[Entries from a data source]
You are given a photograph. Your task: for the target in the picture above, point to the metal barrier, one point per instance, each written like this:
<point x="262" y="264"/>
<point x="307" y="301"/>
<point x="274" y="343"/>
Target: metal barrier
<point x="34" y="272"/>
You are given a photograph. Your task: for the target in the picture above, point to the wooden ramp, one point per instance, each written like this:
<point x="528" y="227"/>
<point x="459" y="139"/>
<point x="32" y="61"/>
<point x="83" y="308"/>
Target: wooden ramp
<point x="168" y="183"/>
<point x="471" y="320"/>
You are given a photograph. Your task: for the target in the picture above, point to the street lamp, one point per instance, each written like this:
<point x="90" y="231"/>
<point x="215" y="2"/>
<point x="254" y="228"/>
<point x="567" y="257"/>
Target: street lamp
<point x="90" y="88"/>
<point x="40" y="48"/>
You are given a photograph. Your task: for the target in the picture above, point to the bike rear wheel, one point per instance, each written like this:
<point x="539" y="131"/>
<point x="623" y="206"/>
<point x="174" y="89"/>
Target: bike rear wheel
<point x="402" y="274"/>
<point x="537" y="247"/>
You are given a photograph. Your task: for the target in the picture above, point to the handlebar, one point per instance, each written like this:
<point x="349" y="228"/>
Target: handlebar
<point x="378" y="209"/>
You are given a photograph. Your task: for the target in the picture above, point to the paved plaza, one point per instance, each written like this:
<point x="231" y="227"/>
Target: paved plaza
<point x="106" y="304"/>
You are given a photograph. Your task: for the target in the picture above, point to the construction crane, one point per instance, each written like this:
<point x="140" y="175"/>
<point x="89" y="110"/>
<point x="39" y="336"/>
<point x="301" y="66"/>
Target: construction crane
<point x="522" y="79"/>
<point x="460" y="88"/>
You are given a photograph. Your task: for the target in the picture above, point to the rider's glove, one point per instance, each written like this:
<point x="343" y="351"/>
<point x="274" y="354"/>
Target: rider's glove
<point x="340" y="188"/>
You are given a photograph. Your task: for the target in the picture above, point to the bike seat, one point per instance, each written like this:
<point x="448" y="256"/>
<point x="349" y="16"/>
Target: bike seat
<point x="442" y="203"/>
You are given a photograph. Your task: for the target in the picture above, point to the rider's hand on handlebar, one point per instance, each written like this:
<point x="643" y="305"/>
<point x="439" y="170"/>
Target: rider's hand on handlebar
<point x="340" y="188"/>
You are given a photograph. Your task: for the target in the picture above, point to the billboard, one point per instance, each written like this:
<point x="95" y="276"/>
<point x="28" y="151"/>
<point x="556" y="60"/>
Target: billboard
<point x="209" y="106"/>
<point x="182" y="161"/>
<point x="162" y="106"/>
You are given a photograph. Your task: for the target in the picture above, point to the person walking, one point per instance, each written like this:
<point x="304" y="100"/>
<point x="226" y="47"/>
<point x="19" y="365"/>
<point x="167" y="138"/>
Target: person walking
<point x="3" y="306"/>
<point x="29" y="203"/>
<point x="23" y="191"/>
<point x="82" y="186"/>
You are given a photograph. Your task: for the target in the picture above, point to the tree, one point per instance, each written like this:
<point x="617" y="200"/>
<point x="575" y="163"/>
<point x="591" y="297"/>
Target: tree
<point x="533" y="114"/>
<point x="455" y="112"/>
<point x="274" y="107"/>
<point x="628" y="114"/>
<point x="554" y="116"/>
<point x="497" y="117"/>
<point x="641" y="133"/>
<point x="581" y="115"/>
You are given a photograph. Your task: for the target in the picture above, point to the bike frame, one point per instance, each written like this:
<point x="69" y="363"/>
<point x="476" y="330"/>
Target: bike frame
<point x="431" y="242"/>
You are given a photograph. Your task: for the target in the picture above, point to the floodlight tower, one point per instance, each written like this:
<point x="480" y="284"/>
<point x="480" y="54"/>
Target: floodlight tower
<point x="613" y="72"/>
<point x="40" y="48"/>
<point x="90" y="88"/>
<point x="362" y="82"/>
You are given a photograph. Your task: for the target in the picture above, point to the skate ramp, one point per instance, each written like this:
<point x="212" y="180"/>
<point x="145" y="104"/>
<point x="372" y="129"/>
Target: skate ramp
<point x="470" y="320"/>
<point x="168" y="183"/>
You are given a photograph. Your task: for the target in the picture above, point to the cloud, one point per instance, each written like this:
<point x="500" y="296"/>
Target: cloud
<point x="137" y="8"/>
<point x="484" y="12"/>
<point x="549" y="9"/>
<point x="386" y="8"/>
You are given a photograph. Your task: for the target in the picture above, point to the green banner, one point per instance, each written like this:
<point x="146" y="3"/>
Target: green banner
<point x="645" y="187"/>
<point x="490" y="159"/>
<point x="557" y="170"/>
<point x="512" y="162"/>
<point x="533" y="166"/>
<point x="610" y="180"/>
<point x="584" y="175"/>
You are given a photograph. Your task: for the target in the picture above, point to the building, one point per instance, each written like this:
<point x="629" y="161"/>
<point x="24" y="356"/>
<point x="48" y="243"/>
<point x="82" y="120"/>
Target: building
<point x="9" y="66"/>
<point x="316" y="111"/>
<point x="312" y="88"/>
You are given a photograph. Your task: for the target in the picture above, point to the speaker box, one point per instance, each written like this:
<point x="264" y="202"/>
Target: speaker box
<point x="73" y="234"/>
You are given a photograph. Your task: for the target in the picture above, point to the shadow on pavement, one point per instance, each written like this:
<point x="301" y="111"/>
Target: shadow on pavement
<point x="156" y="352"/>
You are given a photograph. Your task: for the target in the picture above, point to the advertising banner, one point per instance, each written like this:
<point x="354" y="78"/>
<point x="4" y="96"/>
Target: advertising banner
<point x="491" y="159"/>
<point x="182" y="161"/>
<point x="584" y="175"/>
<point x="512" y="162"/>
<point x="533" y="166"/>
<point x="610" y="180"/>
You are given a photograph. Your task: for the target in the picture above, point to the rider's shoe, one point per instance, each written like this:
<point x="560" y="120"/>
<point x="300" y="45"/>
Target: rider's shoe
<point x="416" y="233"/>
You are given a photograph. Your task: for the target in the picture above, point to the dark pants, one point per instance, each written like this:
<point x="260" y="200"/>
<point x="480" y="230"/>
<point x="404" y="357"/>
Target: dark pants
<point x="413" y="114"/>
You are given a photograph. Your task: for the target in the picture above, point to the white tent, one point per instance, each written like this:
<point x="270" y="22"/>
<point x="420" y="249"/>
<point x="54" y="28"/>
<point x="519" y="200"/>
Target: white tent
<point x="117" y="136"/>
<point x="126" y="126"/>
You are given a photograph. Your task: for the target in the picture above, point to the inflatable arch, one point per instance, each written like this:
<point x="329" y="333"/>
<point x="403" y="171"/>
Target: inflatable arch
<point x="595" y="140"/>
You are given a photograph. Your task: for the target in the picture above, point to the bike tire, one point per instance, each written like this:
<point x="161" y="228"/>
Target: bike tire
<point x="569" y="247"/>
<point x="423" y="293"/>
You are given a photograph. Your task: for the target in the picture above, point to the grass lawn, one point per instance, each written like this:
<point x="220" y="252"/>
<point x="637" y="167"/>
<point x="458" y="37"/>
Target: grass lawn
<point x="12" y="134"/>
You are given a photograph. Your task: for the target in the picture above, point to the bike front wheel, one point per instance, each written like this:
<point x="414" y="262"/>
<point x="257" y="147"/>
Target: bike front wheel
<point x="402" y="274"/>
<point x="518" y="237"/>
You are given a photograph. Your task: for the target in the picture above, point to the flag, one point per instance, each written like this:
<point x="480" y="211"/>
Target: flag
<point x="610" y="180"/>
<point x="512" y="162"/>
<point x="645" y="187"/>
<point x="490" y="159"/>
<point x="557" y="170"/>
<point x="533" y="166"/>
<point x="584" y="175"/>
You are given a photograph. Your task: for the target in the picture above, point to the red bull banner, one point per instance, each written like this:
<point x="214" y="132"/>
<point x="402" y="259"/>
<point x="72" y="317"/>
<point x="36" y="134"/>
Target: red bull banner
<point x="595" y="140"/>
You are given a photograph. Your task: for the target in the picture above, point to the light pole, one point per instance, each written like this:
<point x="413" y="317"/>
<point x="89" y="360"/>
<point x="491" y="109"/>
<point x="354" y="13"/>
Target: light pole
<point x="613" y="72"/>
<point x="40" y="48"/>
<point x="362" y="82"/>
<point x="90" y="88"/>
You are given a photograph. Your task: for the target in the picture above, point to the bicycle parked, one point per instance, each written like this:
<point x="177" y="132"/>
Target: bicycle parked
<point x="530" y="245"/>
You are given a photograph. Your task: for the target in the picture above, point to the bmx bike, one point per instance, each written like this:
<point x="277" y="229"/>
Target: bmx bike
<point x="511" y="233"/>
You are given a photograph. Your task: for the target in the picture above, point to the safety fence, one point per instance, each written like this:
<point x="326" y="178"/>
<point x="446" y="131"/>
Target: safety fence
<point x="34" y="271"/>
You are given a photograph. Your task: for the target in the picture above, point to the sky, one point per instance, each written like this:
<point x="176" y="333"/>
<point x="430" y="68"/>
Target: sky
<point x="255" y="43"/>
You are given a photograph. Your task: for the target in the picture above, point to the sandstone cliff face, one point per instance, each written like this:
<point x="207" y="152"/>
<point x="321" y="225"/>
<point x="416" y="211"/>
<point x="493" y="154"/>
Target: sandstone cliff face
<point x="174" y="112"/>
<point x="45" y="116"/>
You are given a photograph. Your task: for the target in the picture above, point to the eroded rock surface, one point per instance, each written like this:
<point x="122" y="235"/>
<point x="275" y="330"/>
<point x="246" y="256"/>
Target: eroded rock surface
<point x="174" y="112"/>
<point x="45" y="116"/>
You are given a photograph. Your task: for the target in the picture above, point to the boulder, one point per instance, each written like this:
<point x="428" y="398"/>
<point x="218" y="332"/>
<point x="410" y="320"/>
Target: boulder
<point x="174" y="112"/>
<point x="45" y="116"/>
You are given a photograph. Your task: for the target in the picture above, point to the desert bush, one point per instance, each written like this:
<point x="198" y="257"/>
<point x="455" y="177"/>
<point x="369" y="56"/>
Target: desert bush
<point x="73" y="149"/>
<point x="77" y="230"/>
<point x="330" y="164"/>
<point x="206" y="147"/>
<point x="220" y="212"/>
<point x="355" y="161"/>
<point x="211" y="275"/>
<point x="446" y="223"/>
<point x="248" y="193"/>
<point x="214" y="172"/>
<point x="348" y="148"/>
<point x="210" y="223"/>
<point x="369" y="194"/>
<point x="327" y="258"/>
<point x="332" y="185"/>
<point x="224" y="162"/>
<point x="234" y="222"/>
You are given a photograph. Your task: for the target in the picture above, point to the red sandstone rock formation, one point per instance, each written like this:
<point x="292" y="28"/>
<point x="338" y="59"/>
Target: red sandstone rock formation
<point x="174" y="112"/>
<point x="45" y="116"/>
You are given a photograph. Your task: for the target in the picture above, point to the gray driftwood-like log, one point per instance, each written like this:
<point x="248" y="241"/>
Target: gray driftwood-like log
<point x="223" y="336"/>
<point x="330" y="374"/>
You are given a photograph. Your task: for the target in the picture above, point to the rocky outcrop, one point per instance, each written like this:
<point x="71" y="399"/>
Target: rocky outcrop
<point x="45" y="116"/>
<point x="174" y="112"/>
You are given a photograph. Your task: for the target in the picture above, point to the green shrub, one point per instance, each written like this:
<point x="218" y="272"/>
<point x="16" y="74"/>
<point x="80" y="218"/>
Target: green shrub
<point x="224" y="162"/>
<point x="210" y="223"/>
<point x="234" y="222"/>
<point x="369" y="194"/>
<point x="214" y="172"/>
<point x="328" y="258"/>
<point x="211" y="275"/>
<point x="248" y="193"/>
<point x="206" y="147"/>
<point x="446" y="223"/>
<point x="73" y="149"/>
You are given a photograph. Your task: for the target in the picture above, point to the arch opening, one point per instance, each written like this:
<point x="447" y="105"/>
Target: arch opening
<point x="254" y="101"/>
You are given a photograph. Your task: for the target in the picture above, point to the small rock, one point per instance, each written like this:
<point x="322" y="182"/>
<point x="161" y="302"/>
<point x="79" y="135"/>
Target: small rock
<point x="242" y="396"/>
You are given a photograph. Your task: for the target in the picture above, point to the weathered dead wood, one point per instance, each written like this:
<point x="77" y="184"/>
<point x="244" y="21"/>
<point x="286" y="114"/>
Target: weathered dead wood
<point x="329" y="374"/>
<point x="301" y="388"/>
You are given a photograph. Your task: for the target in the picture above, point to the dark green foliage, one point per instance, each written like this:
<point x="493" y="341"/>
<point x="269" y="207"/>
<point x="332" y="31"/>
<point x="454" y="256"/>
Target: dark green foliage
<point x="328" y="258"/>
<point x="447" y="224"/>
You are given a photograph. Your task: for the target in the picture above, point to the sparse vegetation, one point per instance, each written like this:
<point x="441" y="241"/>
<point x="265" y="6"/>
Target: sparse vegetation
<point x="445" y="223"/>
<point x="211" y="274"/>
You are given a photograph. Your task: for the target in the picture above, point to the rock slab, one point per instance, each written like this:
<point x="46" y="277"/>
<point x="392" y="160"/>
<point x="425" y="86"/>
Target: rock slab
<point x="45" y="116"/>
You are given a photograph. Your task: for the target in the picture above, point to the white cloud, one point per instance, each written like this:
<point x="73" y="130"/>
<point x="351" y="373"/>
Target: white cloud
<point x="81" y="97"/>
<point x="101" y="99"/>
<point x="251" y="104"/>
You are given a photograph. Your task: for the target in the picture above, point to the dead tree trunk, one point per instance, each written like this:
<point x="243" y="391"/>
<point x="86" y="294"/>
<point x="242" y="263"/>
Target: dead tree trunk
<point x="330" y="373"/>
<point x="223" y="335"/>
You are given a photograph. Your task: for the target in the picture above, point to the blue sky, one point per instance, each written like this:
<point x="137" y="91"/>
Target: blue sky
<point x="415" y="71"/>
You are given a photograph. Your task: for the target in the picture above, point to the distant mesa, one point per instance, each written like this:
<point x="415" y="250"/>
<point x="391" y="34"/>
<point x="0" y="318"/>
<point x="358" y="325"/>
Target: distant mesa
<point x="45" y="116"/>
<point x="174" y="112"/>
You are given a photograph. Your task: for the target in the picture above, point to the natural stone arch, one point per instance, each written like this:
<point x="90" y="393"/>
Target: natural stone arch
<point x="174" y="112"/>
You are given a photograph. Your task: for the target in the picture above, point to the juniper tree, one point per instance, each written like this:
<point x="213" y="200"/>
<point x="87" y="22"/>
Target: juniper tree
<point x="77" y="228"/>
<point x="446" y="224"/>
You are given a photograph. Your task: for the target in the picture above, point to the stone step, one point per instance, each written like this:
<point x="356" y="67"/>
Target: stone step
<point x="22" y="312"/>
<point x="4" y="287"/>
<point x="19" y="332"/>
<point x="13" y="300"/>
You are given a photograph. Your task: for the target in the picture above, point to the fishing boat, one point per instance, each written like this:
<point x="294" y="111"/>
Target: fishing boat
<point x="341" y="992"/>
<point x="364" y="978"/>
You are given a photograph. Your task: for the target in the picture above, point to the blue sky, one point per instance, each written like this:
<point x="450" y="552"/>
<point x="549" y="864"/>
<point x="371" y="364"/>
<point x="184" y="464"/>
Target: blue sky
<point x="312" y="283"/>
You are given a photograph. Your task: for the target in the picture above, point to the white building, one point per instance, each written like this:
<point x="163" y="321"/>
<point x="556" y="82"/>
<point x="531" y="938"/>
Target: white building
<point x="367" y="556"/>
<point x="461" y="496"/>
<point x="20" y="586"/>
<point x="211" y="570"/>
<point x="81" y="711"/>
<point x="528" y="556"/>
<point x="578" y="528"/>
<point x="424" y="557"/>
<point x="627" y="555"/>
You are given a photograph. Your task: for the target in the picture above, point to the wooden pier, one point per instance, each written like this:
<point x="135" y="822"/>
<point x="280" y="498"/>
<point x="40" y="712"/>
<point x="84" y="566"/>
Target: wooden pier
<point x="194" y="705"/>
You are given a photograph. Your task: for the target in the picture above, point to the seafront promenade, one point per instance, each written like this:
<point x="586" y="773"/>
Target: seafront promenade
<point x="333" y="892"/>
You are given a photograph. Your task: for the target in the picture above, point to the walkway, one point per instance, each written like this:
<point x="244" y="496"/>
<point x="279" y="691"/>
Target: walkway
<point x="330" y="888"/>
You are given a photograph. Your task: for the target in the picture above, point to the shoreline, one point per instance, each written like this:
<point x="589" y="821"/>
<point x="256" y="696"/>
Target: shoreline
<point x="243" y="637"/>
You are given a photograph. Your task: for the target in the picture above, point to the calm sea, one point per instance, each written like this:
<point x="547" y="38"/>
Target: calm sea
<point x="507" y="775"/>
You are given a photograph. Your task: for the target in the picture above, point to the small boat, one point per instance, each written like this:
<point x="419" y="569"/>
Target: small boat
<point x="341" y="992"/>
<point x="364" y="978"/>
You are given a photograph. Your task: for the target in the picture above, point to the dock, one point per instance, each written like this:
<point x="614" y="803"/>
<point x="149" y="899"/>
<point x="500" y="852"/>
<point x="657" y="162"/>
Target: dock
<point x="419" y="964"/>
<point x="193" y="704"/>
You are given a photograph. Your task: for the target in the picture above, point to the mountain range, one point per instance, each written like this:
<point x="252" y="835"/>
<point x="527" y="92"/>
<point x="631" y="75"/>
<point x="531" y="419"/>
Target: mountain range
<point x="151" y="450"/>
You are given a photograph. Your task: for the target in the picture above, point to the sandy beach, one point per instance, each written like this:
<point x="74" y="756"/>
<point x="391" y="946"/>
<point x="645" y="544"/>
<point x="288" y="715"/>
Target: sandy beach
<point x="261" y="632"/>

WORK INSTRUCTIONS – Render the entries above as a Markdown table with columns "Row" and "Line," starting at the line containing "to the person" and ending at the line containing "Target: person walking". Number each row and skip blank lines.

ANSWER FOR THE TASK –
| Row | Line |
|---|---|
| 1 | You are given a photograph. Your task: for the target in the picture above, point to the person walking, one point per instance, each written like this: |
| 2 | <point x="304" y="100"/> |
| 3 | <point x="226" y="47"/> |
| 4 | <point x="19" y="365"/> |
| 5 | <point x="167" y="138"/> |
| 6 | Target: person walking |